This is a step closer to viewing the city from the standpoint of people who inhabit the city. (Rather than a semiologist viewing the city from the "very productive" communication theory standpoint.)
If there is an urban semiology, it is dependent on an urban anthropology. The changes of meaning in the city derive not from a change in the urban language but from a change in the way of "inhabiting," of living collective space, due to changes in the culture and the social system. (Ledrut 1986a[1973]: 122)
I think this allows for including behavioural ecology in urban socio-semiotics.
In fact, not only in the case of the Bororo village (which after all is only a village), but also in the case of the Greek city and the medieval town, she assumes an intention of signification: the goal is to reveal to the members of the society their social and religious system by giving it a spatial expression which is a translation and presupposes a code. (Ledrut 1986a[1973]: 123)
Cf. Dostoyevsky's
Notes from the Underground and how St. Petersburg is the most intentional and meaningful city on Earth.

■ **Exercise details**
Copy verbatim the part of the passage on urban semiology that opens with the words "This is a step" and closes with "communication theory standpoint.)".

■ **Record extracts**
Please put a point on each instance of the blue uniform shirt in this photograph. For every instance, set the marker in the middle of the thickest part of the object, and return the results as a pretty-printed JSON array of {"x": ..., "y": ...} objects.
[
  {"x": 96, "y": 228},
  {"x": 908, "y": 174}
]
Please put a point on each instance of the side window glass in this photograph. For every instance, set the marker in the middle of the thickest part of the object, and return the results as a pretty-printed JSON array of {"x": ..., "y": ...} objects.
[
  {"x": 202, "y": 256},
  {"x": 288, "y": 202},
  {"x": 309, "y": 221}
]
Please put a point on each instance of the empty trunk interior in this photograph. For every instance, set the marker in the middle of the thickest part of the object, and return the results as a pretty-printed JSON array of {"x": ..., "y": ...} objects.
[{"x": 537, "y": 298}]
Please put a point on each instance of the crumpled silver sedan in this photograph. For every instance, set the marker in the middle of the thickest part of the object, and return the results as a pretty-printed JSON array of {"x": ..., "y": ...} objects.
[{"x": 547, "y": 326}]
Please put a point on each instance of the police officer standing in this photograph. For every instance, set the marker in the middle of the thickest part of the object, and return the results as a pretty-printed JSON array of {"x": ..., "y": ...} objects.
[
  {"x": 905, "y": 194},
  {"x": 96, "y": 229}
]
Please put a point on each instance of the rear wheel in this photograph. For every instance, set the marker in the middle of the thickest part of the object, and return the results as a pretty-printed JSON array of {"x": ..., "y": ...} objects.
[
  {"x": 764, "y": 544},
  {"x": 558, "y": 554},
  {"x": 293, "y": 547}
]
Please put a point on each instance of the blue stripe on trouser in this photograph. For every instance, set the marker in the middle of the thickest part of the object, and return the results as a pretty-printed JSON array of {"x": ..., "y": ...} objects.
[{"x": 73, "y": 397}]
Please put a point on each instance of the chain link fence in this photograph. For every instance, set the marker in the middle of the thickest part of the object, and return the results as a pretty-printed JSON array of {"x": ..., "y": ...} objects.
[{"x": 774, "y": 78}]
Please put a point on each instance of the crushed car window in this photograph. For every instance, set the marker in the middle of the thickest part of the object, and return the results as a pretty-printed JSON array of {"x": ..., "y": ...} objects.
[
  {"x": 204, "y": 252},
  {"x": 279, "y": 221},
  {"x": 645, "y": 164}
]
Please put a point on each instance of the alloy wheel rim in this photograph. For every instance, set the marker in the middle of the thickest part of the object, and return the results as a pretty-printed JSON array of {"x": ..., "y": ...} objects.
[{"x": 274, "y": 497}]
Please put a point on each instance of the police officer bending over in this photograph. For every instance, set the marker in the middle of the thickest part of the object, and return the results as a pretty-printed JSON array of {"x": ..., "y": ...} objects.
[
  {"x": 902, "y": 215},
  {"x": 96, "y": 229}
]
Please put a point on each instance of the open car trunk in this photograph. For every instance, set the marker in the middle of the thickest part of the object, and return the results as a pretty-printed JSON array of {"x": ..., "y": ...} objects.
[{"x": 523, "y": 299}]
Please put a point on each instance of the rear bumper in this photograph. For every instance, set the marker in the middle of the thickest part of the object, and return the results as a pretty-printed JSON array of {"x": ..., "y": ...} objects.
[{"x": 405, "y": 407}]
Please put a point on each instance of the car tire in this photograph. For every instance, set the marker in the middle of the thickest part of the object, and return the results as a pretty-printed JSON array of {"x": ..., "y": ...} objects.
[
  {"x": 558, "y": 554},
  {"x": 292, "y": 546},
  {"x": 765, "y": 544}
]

■ **Reply**
This is a step closer to viewing the city from the standpoint of people who inhabit the city. (Rather than a semiologist viewing the city from the "very productive" communication theory standpoint.)